__TASKS FOR THIS EXERCISE__
**1)** For each statement about the court opinion, answer yes or no and quote the exact words of the opinion that decide it. (a) The defendants admit that the contract price for the shipment was $1,304. (b) The defendants' counterclaim for damages by reason of delay was $19.56. (c) Part payment of a liquidated indebtedness bars a later action for the balance when the part payment is specified to be in full.
**2)** Please set down the part of the court opinion from "Let us restate" up to and including "damages was proper.", word for word.

__DOCUMENT SEGMENT__
§
Let us restate the .facts. The defendants admit that the contract price for the shipment amounted to $1,304. They claimed a reduction by way of cash discount of $19.56, to which they were entitled under the provisions of the contract. They asserted a counterclaim for damages by reason of delay of $112.50. It is to be noted that the claim of the plaintiff under the contract is a liquidated one, definite in its amount, admittedly owing by the defendants, to the plaintiff. The only matter in dispute then and now is whether the claim of the defendants by way of counterclaim for damages was proper.

[3] As to the counterclaim for $112.50, that was and is to be deemed a disputed claim. As such, if valid, it constituted a separate and distinct cause of action in favor of the defendants against the plaintiff. The defendants had the legal right to maintain a separate and distinct cause of action upon it.. They might pay the full purchase price for the tomatoes, and the cause of action for a breach of the contract to deliver within the agreed time would still survive. Mikolajewski v. Pugell, 62 Misc. Rep. 449, 114 N. Y. Supp. 1084; Ruff v. Rinaldo, 55 N. Y. 664; Shute v. Hamilton, 3 Daly, 462; Weeks v. Rector, 56 App. Div. 199, 67 N. Y. Supp. 670; Allamon v. Mayor, etc., 43 Barb. 39; Pryor v. Foster, 130 N. Y. 171, 29 N. E. 123; Cook v. Soule, 56 N. Y. 422; Dunn v. Steubing, 120 N. Y. 232, 24 N. E. 315. We call attention to the rule of law above stated for the purpose of emphasizing the proposition that the right of the plaintiff in this action to recover for the purchase price of the tomatoes shipped is a cause of action separate and distinct from any cause of action the defendants have or had for damages by reason of delay in their shipment.

[4] Returning then to the consideration of the plaintiff’s claim for the purchase price of the tomatoes, inasmuch as that demand or indebtedness is a definite and liquidated demand, nothing but payment in full would discharge that indebtedness. Part payment of such indebtedness is no bar to a subsequent action for the balance, although part payment is specified to be in full. Jaffray v. Davis, 124 N. Y. 164, 26 N. E. 351, 11 L. R. A. 710; Fuller v. Kemp, 138 N. Y, 237, 33 N. E. 1034, 20 L. R. A. 785; Laroe v. Sugar Loaf Dairy Co., 180 N. Y. 368, 73 N. E. 61. A debtor, on paying part of a conceded indebtedness, cannot impose a condition that the acceptance thereof shall discharge the liability in full, since there is no consideration on which an accord and satisfaction can rest. Schuller v. Robinson, 139 App. Div. 97, 123 N. Y. Supp. 881.
§
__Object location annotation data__
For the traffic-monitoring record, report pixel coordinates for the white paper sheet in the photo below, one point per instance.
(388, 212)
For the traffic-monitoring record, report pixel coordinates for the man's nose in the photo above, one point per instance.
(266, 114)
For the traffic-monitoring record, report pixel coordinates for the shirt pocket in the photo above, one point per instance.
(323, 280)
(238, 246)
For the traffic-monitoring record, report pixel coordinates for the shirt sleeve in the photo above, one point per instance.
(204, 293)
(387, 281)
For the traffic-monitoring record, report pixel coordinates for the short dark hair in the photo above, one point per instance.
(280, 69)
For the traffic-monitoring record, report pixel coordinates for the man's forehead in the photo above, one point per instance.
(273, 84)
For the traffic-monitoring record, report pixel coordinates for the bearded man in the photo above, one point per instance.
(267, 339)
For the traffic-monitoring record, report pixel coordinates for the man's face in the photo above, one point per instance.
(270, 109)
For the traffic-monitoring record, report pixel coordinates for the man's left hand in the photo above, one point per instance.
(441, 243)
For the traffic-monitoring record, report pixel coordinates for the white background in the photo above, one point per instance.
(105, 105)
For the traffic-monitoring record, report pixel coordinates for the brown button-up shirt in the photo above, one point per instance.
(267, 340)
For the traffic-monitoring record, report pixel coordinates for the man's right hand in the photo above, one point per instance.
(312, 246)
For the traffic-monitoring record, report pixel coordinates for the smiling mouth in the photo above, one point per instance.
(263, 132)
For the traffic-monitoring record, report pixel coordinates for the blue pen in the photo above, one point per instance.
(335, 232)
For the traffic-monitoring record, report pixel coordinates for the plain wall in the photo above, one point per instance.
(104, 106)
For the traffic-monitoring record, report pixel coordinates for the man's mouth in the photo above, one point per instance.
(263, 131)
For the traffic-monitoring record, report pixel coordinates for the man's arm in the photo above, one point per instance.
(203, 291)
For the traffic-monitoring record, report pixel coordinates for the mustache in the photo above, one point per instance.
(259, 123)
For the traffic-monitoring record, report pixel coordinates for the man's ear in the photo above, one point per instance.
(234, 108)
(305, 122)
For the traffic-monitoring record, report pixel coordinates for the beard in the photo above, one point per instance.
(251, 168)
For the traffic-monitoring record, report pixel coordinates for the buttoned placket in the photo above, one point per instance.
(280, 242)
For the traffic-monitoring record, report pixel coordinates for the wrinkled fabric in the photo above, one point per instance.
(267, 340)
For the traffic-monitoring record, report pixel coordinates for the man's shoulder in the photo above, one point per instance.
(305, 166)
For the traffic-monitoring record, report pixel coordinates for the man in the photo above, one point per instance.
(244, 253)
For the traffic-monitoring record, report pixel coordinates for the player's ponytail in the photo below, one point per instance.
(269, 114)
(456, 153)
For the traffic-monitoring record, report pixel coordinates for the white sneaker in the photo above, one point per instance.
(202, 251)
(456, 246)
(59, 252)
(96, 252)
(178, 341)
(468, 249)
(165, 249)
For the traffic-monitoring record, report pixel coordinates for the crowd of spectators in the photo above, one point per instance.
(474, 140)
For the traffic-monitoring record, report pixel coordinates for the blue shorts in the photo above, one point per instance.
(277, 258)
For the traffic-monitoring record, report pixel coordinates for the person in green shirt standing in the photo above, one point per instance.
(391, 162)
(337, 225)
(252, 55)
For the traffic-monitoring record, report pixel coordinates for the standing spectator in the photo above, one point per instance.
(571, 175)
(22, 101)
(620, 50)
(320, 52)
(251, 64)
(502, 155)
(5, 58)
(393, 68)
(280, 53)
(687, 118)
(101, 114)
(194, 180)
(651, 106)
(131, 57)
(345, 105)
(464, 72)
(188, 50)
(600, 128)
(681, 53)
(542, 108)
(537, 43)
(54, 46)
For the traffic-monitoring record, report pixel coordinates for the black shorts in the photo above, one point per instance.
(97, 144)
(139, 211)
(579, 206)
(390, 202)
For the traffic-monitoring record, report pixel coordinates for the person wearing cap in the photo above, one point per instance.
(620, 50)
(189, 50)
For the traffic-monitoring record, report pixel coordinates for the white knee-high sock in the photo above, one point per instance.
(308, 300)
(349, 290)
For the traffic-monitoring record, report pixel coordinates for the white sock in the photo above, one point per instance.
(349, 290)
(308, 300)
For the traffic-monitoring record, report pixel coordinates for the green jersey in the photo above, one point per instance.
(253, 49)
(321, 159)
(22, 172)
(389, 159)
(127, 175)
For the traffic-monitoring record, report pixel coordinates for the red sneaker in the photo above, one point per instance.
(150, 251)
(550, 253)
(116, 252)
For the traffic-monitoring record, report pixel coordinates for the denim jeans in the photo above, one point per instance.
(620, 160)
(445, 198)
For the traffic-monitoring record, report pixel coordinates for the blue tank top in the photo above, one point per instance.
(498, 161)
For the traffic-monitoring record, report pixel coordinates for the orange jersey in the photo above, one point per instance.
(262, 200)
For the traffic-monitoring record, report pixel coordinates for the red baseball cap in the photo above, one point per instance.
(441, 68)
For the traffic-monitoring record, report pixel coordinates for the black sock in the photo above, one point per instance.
§
__OUTPUTS IN ORDER__
**1)**
(a) Yes: "The defendants admit that the contract price for the shipment amounted to $1,304."
(b) No: "They asserted a counterclaim for damages by reason of delay of $112.50."
(c) No: "Part payment of such indebtedness is no bar to a subsequent action for the balance, although part payment is specified to be in full."

**2)**
Let us restate the .facts. The defendants admit that the contract price for the shipment amounted to $1,304. They claimed a reduction by way of cash discount of $19.56, to which they were entitled under the provisions of the contract. They asserted a counterclaim for damages by reason of delay of $112.50. It is to be noted that the claim of the plaintiff under the contract is a liquidated one, definite in its amount, admittedly owing by the defendants, to the plaintiff. The only matter in dispute then and now is whether the claim of the defendants by way of counterclaim for damages was proper.